What you should do
Reproduce the data below word for word, changing nothing.

======== Stored records ========

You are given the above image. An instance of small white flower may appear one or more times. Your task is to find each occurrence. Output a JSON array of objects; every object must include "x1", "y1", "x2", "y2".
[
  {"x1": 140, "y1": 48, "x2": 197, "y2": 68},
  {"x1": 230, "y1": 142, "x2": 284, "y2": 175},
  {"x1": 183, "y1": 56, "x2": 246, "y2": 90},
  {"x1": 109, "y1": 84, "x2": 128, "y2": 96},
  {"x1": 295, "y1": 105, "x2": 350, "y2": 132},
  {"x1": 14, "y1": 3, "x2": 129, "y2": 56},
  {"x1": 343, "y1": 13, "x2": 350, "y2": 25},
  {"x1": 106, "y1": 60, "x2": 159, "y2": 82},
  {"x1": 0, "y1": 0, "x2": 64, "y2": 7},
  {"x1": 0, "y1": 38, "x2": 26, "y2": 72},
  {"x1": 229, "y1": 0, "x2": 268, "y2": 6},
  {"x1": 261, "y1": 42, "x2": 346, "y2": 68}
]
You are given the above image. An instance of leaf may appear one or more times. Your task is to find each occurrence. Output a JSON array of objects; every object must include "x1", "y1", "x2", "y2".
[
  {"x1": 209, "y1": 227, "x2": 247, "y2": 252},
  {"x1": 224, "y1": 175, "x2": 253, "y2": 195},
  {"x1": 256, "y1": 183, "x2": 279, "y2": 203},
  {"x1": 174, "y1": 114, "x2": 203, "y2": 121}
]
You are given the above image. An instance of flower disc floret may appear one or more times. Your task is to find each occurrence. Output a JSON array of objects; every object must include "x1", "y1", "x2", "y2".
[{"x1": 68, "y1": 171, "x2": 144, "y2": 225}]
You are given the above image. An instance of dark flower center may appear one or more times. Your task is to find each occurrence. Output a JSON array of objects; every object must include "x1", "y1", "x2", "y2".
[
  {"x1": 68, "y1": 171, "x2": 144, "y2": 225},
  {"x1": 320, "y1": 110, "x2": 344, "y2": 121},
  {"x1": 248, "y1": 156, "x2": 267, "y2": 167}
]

========

Exercise output
You are given the above image. An instance of small white flower may appear one or more times. Your task is to find each occurrence. Output a JSON array of objects; every object must include "x1", "y1", "x2", "y2".
[
  {"x1": 140, "y1": 48, "x2": 197, "y2": 68},
  {"x1": 230, "y1": 142, "x2": 284, "y2": 175},
  {"x1": 183, "y1": 56, "x2": 246, "y2": 90},
  {"x1": 109, "y1": 84, "x2": 128, "y2": 96},
  {"x1": 295, "y1": 105, "x2": 350, "y2": 132},
  {"x1": 14, "y1": 3, "x2": 129, "y2": 56},
  {"x1": 343, "y1": 13, "x2": 350, "y2": 25},
  {"x1": 106, "y1": 60, "x2": 159, "y2": 82},
  {"x1": 0, "y1": 0, "x2": 64, "y2": 7},
  {"x1": 0, "y1": 38, "x2": 26, "y2": 72},
  {"x1": 229, "y1": 0, "x2": 268, "y2": 6},
  {"x1": 261, "y1": 42, "x2": 346, "y2": 68}
]
You are given the above image. An instance of leaf may appear one or more times. Your task is to find each occurrence. Output a JSON array of objects; every object must include "x1", "y1", "x2", "y2".
[
  {"x1": 209, "y1": 227, "x2": 247, "y2": 252},
  {"x1": 224, "y1": 175, "x2": 253, "y2": 195},
  {"x1": 256, "y1": 183, "x2": 279, "y2": 203},
  {"x1": 174, "y1": 114, "x2": 203, "y2": 121}
]
You are given the above image. An instance of flower disc floret may appear one or more times. Your task is to find each occurrence. Output a JSON array of objects; every object must include "x1", "y1", "x2", "y2".
[{"x1": 68, "y1": 171, "x2": 144, "y2": 225}]
You are given the above image. An instance of dark flower center may appear one or more times. Your task is to find each occurrence. Output a JSON array of objects; every object must include "x1", "y1", "x2", "y2".
[
  {"x1": 68, "y1": 171, "x2": 144, "y2": 225},
  {"x1": 320, "y1": 110, "x2": 344, "y2": 121},
  {"x1": 248, "y1": 156, "x2": 267, "y2": 167}
]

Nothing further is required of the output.